エキトン+味玉+カラベジ+ミニ豚ごはん エキトンの店 井の庄@大泉学園

エキトン+味玉+カラベジ+ミニ豚ごはん

 豚骨で細麺だから、出てくるのは早い。
 さっそく一口スープを飲んでみる。お、結構うまいぞ。3日間寸胴で豚骨を煮込んでいるというだけあって、濃厚な味。それでいて臭くないという僕が最も好きなタイプ。麺を啜れば豚骨スープがずるずるといい感じに口に入ってくる。リベンジした甲斐があるな。なかなかうまいぞ、ここ。
 ノーマルのトッピングがキクラゲ、メンマ、ネギ、のりの4つ。そういえば、キクラゲとメンマが一緒に入ってる豚骨って少ない気がする。さらに、このメンマが、お店の知恵なのかちょっと面白い。キクラゲくらいの細さに切ってあるのだ。おかげで麺やキクラゲと一緒に啜れる仕様になっている。メンマをこういう風にするのって、初めての感覚だし、新しい発見だと思う。すすれるメンマ。なかなか素晴らしいアイデアだと思う。
■ ■ ■
▶ _課題 1_:
記録の最初の行から始めて「<point>164,366</point>」を含む行までを、指示の行も含めてもう一度書き出してください。その際、回答にある点の座標の数値だけを1.45倍に換算して整数に丸め（0.5は切り上げ）、指示文や書式例の数値は変えないこと。
■ ■ ■
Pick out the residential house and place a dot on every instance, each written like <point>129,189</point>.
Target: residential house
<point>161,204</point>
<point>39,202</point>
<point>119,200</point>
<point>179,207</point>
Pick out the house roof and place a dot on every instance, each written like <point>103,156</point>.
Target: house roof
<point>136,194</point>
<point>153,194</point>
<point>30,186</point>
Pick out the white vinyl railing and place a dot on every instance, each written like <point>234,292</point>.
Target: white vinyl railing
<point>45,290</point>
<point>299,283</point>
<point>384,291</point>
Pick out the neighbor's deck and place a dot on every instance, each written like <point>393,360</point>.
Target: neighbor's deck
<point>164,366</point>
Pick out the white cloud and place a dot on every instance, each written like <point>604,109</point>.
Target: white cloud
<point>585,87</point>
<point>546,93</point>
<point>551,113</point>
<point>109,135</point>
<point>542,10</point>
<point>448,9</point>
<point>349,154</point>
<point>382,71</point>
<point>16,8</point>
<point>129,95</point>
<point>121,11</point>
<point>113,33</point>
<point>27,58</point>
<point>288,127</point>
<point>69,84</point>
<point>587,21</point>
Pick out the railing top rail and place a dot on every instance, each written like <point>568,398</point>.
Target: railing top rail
■ ■ ■
▶ _課題 2_:
抜粋のうち、「豚骨で細麺だから、出てくるのは早い。」から始まり「素晴らしいアイデアだと思う。」までを、一字も変えずに引用せよ。

▶ _出力全体 1_:
Pick out the residential house and place a dot on every instance, each written like <point>129,189</point>.
Target: residential house
<point>233,296</point>
<point>57,293</point>
<point>173,290</point>
<point>260,300</point>
Pick out the house roof and place a dot on every instance, each written like <point>103,156</point>.
Target: house roof
<point>197,281</point>
<point>222,281</point>
<point>44,270</point>
Pick out the white vinyl railing and place a dot on every instance, each written like <point>234,292</point>.
Target: white vinyl railing
<point>65,421</point>
<point>434,410</point>
<point>557,422</point>
Pick out the neighbor's deck and place a dot on every instance, each written like <point>393,360</point>.
Target: neighbor's deck
<point>238,531</point>

▶ _出力全体 2_:
豚骨で細麺だから、出てくるのは早い。
 さっそく一口スープを飲んでみる。お、結構うまいぞ。3日間寸胴で豚骨を煮込んでいるというだけあって、濃厚な味。それでいて臭くないという僕が最も好きなタイプ。麺を啜れば豚骨スープがずるずるといい感じに口に入ってくる。リベンジした甲斐があるな。なかなかうまいぞ、ここ。
 ノーマルのトッピングがキクラゲ、メンマ、ネギ、のりの4つ。そういえば、キクラゲとメンマが一緒に入ってる豚骨って少ない気がする。さらに、このメンマが、お店の知恵なのかちょっと面白い。キクラゲくらいの細さに切ってあるのだ。おかげで麺やキクラゲと一緒に啜れる仕様になっている。メンマをこういう風にするのって、初めての感覚だし、新しい発見だと思う。すすれるメンマ。なかなか素晴らしいアイデアだと思う。